By Om Malik, Business 2.0 Magazine senior writer

SAN FRANCISCO (Business 2.0 Magazine) - Doppelganger, a San Francisco-based startup is launching a virtual world today that's part nightclub, part billboard.

The steady shift of advertising dollars online has entrepreneurs scrambling to come up with business models that will help them capture part of the bounty. So far, most of the attention has been on the search advertising gold-rush that propelled Google (Research) from puny startup into a behemoth worth $115 billion.

But there are other forms of advertising besides search, and for its virtual world, The Lounge, Doppelganger has settled on a product-placement model popularized by Hollywood, where advertisers pay up to have their products featured in movies and TV shows. Music label Interscope Records has already signed up for a trial to have Doppelganger build a virtual club for its Pussycat Dolls band within The Lounge.

"The Lounge has interesting advertising potential," says Gartner media analyst Mike McGuire. "Doppelganger's effort to tie the real world metaphors to a virtual world is very clever. From the perspective of music labels and bands, it's a very attractive opportunity to engage the MySpace crowd."

Doppelganger is far from the first virtual world to launch. Second Life, There.com, and others have been around for years, and even the mighty Google is believed to be preparing its own virtual world.

But founder Andrew Littlefield, a former engineer at BEA Systems (Research), isn't just trying to attract the MySpace crowd -- he's actively taking some pages from MySpace's playbook.

A focus on music

First, Littlefield is building the service around social networking and instant messaging. Doppelganger users will be able to import their AIM buddy lists into the service, giving them a ready-made set of virtual friends -- and helping Doppelganger recruit new users through existing social connections.

Second, Doppelganger is focusing on music, much as MySpace did in its early years. Like MySpace, which let users sign up to be "friends" of their favorite bands to keep up with CD releases and concert tours, Doppelganger is creating content for music fans. But instead of just Web pages, Doppelganger is building 3-D club environments where a band's music plays and users make their "avatars," or virtual characters, dance and chat.

:::::

> _Problems to work on_:
a) Quote the part of the Doppelganger article that opens with the words containing "SAN FRANCISCO (Business" and closes with "worth $115 billion.".
b) Answer these questions from the Doppelganger article:
(i) Which music label signed up for a trial in The Lounge, and for which band?
(ii) Where did founder Andrew Littlefield work before Doppelganger, and in what role?
(iii) What can Doppelganger users import into the service?
c) Proceed with the Doppelganger article from the point where it stops.
The material is not needed for this work.

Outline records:
:::::

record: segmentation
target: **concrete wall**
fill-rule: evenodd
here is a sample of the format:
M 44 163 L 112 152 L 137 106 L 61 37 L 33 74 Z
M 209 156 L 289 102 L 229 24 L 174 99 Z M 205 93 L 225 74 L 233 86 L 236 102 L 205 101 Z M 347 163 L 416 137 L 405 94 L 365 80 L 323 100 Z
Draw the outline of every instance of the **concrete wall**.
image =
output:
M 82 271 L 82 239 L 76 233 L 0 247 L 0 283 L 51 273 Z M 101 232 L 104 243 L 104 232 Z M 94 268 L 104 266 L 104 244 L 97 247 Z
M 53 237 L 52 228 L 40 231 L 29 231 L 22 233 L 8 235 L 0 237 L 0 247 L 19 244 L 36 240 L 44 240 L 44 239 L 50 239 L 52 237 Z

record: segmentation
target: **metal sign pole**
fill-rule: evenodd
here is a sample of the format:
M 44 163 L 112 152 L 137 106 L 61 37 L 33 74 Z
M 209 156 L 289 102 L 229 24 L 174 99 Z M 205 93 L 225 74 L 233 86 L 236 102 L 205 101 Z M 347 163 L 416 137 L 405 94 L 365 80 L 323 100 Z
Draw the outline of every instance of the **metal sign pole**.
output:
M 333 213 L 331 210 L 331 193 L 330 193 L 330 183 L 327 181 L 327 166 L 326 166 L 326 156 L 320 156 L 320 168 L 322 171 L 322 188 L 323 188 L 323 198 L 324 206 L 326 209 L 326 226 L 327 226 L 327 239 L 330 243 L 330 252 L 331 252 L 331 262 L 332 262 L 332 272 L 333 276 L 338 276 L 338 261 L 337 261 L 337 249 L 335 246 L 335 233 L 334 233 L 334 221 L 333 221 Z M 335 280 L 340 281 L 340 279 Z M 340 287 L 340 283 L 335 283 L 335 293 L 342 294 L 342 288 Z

:::::

> _Answers to the problems_:
a)
SAN FRANCISCO (Business 2.0 Magazine) - Doppelganger, a San Francisco-based startup is launching a virtual world today that's part nightclub, part billboard.

The steady shift of advertising dollars online has entrepreneurs scrambling to come up with business models that will help them capture part of the bounty. So far, most of the attention has been on the search advertising gold-rush that propelled Google (Research) from puny startup into a behemoth worth $115 billion.

b)
(i) Interscope Records, for its Pussycat Dolls band.
(ii) At BEA Systems, as an engineer.
(iii) Their AIM buddy lists.

c)
The two-year-old company has 30 employees and $11 million in venture financing from Draper Fisher Jurvetson and Trident Capital, backers of hits like eBay (Research)-owned Skype and Time Warner's (Research) Mapquest.

According to Littlefield, Doppelganger's testers seem to be hooked. "This is clearly the new instant messaging," says Littlefield. "We have some beta users who log on right after school and stay logged on through the wee hours of the morning."

That kind of attention is particularly alluring to advertisers and marketing folks who have been scrambling to figure out ways to capture the attention of teens who seem to increasingly tune out TV.

The Pussycat Dolls' club is in itself one big advertisement for the band, but there are also opportunities to place ads for other products in the environment. In a demo of The Lounge, a movie trailer for Warner Bros. upcoming Superman film played. Eventually, Doppelganger plans to sell music downloads and other band-related goods directly within The Lounge -- a source of revenues that could supplement product placement.

"Doppelganger has to figure out a quick way for folks to buy physical things," says McGuire.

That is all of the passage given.